» YOUR INSTRUCTIONS
Give back exactly the lines of the material below, starting with the line with "Target: red and white parachute" and going on through the line with "Point out every instance of the green vegetation".

———

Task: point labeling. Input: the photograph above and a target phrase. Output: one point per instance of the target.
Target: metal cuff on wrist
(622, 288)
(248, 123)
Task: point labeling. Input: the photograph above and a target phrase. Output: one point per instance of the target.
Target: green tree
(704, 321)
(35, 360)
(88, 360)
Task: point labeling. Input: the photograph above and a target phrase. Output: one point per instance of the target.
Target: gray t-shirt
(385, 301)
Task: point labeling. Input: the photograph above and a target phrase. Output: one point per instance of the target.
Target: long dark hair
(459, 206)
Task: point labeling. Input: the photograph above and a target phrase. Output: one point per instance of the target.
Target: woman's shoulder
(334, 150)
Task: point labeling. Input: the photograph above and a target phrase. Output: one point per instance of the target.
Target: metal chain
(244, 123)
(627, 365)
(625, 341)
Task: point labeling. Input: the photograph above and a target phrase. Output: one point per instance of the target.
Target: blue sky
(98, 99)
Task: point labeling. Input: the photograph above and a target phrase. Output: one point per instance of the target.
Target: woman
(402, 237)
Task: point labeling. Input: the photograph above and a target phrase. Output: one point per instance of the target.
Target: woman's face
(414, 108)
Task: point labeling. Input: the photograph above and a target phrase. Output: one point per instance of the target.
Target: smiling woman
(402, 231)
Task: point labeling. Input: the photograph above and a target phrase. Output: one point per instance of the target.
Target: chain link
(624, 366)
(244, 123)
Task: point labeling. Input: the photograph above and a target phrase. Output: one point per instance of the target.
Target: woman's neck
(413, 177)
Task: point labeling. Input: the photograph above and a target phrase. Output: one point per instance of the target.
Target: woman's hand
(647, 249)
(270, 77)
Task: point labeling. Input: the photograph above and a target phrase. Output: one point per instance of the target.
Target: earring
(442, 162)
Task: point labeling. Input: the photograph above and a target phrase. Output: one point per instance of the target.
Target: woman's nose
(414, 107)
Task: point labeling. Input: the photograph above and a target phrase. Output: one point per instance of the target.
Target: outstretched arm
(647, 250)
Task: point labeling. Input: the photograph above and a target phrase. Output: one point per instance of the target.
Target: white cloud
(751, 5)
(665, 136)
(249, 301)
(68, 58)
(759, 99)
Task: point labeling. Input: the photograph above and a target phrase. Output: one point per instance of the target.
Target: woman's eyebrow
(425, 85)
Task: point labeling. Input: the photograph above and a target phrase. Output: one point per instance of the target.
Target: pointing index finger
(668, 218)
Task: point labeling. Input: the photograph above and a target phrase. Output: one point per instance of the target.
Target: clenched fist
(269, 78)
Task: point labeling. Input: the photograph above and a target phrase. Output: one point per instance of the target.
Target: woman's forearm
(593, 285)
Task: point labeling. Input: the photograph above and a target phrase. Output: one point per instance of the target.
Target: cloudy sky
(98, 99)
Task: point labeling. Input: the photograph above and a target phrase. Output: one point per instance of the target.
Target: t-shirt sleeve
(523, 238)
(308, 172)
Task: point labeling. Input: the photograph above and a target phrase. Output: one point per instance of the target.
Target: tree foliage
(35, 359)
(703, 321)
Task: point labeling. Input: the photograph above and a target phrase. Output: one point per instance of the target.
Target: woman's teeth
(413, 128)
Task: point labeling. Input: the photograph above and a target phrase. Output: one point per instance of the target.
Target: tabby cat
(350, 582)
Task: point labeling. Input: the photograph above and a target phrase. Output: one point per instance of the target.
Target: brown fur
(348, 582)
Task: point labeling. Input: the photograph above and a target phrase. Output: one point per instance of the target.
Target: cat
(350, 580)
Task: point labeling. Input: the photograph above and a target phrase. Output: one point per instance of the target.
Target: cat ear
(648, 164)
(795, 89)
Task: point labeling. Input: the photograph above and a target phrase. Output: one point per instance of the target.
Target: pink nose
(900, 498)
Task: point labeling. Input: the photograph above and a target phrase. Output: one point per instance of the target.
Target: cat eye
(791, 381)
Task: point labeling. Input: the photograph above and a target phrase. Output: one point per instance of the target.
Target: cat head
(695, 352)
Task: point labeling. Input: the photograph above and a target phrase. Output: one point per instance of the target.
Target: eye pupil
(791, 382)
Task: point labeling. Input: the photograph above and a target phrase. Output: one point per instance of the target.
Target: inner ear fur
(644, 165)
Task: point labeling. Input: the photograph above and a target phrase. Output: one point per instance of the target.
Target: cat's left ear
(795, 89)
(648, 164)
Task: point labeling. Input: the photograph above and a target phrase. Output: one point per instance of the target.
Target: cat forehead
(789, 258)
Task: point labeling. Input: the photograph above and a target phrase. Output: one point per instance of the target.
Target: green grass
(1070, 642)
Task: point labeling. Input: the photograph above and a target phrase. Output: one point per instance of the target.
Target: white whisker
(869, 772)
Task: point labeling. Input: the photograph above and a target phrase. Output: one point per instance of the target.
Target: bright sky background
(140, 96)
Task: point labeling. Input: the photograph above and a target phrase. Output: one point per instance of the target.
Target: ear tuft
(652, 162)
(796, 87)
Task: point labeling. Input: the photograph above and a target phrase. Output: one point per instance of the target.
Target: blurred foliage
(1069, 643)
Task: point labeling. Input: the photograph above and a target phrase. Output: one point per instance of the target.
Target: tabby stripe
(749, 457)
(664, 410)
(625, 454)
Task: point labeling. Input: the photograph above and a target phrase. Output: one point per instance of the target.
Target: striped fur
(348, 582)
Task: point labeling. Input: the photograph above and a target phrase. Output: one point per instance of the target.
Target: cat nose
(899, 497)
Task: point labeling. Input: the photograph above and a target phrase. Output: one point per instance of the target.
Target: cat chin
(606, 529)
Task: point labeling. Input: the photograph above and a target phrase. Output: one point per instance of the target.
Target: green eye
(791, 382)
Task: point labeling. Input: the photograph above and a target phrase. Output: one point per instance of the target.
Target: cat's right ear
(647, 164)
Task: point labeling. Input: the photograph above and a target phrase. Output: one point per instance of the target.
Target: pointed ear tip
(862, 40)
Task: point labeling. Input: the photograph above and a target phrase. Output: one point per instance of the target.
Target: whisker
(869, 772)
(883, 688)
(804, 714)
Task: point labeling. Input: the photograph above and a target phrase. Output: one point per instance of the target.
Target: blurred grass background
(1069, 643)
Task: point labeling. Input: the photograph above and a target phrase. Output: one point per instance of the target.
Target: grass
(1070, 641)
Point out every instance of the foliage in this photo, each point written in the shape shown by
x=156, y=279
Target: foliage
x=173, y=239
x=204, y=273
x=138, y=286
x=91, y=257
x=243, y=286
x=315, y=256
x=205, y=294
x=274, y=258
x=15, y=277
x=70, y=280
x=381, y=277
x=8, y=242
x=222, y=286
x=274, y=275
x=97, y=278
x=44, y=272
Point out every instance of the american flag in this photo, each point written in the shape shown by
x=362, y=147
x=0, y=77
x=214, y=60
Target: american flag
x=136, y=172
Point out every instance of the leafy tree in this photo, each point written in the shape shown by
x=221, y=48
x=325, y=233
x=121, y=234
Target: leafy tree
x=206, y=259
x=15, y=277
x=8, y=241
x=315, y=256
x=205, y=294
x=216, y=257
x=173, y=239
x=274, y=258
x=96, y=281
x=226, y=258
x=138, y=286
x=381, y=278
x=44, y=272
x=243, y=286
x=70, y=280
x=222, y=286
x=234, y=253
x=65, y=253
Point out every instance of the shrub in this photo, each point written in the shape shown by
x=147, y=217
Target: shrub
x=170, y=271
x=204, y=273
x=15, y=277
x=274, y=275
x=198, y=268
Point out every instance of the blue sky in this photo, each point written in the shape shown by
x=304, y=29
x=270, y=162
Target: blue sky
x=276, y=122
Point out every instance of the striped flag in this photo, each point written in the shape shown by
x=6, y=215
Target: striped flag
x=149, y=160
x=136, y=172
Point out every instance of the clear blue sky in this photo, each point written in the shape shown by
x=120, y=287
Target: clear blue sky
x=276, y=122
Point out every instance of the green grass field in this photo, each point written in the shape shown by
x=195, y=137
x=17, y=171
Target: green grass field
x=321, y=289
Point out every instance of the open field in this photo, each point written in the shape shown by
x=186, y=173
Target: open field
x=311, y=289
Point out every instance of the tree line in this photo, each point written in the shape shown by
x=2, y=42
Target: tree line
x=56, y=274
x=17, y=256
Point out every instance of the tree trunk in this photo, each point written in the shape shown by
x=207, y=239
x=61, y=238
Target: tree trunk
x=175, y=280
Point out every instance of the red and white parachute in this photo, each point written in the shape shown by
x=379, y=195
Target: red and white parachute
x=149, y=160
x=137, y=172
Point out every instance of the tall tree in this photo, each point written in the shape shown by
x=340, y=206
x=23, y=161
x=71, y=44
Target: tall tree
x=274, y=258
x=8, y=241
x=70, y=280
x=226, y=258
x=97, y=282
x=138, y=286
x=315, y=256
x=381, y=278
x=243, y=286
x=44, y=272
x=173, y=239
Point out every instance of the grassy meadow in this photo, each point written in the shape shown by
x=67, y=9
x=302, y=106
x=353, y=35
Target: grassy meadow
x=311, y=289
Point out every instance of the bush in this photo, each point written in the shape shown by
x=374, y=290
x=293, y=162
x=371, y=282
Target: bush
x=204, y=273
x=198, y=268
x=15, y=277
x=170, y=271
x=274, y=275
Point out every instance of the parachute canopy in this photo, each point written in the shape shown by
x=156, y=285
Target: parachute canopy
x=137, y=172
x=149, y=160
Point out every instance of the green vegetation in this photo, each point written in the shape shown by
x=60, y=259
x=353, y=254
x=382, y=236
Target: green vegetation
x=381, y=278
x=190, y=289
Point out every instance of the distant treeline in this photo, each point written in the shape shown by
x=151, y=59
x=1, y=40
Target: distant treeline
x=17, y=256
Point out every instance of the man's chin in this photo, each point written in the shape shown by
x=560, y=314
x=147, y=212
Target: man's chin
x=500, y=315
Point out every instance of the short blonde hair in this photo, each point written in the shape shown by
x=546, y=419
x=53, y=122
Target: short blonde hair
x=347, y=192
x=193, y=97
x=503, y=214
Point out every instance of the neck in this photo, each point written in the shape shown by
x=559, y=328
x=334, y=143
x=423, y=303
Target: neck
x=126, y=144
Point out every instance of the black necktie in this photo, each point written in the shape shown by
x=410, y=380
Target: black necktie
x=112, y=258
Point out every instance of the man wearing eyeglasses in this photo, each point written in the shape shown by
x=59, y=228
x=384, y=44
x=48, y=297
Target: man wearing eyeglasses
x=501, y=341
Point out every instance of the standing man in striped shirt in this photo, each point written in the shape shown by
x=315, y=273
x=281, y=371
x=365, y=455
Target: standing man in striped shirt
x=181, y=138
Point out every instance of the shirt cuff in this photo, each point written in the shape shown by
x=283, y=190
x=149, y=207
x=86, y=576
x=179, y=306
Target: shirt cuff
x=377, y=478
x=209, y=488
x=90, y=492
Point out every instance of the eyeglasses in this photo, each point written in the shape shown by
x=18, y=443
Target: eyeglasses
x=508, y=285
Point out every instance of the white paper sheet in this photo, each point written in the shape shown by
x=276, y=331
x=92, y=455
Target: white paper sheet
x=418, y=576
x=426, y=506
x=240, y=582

———

» TASK SOLUTION
Target: red and white parachute
x=149, y=160
x=137, y=172
Point out every instance of the tall tree in this photo, each point written in the shape shown by
x=340, y=206
x=23, y=161
x=71, y=44
Target: tall tree
x=274, y=258
x=8, y=241
x=70, y=280
x=226, y=258
x=97, y=282
x=138, y=286
x=315, y=256
x=381, y=278
x=243, y=286
x=44, y=272
x=173, y=239
Point out every instance of the grassy meadow in this photo, each point written in the shape shown by
x=67, y=9
x=302, y=106
x=353, y=35
Target: grassy meadow
x=311, y=289
Point out every instance of the bush in this photo, each point written in the shape shown by
x=374, y=290
x=293, y=162
x=371, y=282
Target: bush
x=204, y=273
x=198, y=268
x=15, y=277
x=170, y=271
x=274, y=275
Point out every instance of the parachute canopy in this photo, each point written in the shape shown by
x=156, y=285
Target: parachute canopy
x=137, y=172
x=149, y=160
Point out every instance of the green vegetation in this photo, each point written in the shape shown by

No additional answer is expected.